| Problem requirements |
Note how many lines in the entries contain the string "Query", then give that number and nothing else.
BEGIN Materials provided
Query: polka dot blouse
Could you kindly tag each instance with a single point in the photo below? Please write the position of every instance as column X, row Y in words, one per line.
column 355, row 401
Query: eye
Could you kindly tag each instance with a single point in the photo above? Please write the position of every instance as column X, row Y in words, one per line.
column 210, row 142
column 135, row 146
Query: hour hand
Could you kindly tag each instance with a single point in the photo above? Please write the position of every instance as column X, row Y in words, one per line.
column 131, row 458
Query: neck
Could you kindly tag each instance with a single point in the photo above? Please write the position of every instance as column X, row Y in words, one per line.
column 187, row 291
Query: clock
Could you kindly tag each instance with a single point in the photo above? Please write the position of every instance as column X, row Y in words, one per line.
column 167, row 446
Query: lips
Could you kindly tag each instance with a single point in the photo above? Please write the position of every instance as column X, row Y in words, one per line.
END Materials provided
| Task solution |
6